Job | Please reproduce the rows starting at the line that contains "I'd really appreciate it if you could find every dry" and ending at the line that contains "[0,38,391,199]", swapping "grass" for "reeds" and keeping everything else the same.

Dataset rows:
____

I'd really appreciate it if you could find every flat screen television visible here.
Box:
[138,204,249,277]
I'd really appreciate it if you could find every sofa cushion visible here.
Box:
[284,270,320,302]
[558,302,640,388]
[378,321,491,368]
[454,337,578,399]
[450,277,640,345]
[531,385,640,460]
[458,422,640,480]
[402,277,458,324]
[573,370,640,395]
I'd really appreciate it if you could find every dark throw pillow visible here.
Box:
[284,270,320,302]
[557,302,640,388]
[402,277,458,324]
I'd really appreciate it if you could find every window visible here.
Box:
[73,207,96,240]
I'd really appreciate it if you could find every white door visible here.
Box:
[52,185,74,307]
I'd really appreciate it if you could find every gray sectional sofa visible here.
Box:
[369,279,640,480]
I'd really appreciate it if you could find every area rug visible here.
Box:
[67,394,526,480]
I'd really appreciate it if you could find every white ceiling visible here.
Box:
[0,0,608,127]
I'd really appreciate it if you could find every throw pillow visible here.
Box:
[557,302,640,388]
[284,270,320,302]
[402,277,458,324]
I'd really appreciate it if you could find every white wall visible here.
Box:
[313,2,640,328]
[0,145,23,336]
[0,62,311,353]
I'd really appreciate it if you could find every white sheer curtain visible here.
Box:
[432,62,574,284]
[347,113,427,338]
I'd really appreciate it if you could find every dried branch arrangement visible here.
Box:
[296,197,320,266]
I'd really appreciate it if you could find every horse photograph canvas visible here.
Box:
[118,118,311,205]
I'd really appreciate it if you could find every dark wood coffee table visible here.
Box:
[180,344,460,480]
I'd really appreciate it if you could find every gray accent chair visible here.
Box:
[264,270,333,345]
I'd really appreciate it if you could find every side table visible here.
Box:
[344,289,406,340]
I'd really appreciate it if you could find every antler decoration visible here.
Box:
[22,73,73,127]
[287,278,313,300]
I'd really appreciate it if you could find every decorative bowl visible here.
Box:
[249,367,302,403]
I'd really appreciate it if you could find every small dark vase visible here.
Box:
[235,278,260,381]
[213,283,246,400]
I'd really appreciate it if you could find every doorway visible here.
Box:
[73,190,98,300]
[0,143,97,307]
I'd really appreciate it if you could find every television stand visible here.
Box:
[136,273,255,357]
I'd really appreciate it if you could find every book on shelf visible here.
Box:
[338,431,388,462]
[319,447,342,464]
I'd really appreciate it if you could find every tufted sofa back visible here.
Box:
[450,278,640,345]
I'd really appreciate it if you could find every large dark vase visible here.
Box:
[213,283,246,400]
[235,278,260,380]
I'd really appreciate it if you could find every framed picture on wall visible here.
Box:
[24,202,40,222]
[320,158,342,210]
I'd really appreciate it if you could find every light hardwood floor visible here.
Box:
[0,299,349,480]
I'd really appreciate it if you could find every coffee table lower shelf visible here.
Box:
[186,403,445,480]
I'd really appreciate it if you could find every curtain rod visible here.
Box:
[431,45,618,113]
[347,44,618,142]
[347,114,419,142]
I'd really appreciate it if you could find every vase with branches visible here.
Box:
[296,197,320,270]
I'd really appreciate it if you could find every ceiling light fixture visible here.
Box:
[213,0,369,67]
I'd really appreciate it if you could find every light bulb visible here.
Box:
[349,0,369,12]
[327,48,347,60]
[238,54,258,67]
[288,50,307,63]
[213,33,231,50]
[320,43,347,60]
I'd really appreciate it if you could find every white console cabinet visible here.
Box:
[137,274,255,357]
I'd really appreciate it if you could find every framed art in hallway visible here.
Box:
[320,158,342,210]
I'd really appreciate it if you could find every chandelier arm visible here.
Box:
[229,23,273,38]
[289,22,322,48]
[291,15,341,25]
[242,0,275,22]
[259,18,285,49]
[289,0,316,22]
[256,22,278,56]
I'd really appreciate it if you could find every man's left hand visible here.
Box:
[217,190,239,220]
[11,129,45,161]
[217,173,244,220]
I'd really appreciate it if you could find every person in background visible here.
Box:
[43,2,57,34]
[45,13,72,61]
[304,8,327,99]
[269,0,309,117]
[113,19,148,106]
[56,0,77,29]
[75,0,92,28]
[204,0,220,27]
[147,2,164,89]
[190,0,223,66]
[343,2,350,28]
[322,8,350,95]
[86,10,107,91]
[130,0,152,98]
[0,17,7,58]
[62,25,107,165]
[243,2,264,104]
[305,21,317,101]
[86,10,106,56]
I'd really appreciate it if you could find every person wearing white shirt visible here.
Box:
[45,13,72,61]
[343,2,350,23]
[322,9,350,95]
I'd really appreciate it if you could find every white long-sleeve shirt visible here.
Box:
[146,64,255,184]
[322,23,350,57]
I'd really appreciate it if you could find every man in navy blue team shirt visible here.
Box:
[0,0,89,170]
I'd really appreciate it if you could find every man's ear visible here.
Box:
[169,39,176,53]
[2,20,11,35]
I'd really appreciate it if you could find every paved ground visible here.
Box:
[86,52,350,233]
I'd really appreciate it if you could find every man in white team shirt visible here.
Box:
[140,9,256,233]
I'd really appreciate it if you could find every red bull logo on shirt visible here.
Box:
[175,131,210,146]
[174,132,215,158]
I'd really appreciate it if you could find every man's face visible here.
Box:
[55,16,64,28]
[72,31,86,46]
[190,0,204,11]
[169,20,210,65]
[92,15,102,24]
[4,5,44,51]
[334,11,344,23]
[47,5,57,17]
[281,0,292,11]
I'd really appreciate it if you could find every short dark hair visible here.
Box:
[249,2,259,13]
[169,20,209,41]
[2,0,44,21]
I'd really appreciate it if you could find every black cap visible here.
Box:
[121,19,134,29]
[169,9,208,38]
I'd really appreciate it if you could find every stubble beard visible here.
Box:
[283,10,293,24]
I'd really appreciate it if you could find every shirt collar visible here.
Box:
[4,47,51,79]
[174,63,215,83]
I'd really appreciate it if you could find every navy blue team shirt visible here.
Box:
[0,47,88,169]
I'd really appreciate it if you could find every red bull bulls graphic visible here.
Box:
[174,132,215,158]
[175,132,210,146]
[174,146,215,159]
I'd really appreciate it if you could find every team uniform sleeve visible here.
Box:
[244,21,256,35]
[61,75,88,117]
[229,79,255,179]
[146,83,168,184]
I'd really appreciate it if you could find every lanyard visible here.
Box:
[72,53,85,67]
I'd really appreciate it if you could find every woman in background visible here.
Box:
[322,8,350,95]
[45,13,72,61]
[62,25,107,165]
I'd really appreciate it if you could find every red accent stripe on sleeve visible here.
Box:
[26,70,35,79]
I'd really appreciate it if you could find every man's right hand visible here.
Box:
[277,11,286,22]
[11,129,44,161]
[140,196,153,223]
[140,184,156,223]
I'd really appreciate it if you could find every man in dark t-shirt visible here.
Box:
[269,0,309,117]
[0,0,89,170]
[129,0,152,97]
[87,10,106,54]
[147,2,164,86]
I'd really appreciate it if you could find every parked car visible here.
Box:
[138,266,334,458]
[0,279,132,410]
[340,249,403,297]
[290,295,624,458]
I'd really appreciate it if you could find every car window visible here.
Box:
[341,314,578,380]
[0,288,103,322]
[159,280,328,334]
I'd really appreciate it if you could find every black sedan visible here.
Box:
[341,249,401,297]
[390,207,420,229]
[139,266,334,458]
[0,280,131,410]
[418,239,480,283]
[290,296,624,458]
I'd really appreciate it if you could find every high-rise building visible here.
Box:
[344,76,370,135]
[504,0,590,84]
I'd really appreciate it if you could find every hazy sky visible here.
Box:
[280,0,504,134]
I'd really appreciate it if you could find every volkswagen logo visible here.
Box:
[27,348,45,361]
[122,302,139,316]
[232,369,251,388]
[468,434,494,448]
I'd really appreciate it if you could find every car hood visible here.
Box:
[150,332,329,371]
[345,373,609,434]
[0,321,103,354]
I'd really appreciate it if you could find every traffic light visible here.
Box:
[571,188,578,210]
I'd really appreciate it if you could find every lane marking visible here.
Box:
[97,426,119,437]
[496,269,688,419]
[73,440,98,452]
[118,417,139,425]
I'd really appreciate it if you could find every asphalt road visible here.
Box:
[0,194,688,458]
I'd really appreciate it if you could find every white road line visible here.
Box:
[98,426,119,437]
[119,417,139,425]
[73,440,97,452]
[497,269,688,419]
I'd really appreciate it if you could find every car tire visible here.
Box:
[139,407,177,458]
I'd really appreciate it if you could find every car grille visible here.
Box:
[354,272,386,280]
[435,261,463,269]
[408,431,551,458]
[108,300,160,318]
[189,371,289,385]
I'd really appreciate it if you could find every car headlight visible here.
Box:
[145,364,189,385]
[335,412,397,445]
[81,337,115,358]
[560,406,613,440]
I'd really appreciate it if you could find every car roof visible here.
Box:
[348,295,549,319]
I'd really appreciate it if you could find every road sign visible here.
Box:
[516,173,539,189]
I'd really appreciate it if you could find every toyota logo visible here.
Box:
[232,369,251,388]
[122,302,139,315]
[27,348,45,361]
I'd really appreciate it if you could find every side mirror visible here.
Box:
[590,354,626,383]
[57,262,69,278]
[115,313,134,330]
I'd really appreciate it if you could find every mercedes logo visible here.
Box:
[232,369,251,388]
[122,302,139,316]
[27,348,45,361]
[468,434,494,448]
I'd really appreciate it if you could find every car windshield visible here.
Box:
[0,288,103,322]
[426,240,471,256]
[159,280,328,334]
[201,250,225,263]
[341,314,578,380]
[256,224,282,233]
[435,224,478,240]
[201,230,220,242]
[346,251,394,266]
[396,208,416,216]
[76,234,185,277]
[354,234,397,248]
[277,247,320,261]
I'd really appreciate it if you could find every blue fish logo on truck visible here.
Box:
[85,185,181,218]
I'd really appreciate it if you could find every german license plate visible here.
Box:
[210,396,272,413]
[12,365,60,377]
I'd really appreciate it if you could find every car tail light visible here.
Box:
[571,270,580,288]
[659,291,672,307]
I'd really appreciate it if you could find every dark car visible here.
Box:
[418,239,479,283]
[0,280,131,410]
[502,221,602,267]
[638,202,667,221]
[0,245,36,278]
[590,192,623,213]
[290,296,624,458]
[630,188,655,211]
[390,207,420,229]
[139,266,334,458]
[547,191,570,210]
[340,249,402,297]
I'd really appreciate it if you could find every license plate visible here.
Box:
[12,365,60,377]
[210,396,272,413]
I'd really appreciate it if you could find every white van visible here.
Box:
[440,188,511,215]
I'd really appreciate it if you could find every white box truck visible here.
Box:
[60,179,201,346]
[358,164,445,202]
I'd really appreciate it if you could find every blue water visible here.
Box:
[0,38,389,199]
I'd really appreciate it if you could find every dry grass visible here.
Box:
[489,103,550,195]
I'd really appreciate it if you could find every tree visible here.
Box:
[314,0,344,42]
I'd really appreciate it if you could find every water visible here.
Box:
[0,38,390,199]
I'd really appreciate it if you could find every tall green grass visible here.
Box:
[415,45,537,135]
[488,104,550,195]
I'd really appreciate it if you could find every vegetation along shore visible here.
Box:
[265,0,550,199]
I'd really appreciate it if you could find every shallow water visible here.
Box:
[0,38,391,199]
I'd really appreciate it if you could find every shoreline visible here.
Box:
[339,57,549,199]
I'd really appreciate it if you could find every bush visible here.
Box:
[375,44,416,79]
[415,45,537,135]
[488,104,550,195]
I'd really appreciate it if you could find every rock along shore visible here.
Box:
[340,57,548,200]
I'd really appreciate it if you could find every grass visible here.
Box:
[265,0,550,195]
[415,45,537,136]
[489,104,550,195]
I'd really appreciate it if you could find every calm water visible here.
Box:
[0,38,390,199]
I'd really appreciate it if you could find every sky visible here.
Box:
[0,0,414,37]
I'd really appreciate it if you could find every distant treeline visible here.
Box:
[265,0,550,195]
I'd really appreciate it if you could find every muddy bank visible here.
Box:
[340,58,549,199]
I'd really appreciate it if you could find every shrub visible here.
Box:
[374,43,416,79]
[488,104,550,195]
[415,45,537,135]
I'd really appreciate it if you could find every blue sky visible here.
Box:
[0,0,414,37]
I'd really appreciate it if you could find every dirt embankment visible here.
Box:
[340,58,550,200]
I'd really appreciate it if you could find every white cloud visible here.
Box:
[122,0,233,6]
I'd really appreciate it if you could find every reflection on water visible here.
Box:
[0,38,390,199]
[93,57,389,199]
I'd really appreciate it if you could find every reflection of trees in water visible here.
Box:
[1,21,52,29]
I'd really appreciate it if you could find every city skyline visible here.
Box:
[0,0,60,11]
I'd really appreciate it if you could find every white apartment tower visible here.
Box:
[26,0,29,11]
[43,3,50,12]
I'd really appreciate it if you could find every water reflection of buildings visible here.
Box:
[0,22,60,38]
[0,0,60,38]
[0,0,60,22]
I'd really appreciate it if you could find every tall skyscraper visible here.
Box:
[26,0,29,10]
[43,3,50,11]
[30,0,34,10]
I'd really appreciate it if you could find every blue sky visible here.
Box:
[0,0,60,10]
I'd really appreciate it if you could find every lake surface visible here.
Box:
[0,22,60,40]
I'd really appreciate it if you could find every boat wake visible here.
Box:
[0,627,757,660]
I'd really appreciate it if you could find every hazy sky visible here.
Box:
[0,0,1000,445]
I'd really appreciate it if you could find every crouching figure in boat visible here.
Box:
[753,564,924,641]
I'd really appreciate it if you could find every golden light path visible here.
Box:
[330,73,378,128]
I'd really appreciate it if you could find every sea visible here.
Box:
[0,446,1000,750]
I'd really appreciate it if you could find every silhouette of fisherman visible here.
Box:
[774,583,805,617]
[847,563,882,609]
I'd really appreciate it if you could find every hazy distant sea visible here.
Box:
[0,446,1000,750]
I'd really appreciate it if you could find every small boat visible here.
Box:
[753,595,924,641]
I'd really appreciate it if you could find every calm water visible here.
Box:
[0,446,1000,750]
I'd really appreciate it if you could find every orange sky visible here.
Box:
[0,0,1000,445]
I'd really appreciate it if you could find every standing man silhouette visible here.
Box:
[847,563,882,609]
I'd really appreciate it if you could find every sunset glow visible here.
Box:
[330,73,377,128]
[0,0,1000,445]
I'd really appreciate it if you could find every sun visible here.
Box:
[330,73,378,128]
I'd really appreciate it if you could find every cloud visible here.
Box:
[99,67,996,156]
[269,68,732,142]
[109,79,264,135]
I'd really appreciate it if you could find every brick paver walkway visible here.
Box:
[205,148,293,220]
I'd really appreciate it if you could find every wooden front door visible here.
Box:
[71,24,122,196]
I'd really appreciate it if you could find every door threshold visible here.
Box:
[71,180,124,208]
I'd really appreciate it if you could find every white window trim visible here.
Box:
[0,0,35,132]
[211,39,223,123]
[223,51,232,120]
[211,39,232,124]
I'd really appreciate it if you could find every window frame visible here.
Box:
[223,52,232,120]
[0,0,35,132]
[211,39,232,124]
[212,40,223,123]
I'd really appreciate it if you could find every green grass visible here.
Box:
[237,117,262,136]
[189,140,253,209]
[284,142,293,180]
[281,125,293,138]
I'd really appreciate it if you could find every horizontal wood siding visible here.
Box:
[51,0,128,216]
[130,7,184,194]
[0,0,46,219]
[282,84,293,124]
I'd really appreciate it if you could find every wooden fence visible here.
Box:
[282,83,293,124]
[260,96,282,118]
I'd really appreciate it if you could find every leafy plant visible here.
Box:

____

Correct result |
I'd really appreciate it if you could find every dry reeds visible here.
Box:
[489,103,550,195]
I'd really appreciate it if you could find every tree visible here.
Box:
[314,0,344,42]
I'd really appreciate it if you could find every water visible here.
Box:
[0,38,390,199]
I'd really appreciate it if you could find every tall green reeds visible here.
Box:
[415,45,537,135]
[488,104,550,195]
I'd really appreciate it if you could find every vegetation along shore visible here.
Box:
[265,0,550,199]
I'd really appreciate it if you could find every shallow water visible here.
Box:
[0,38,391,199]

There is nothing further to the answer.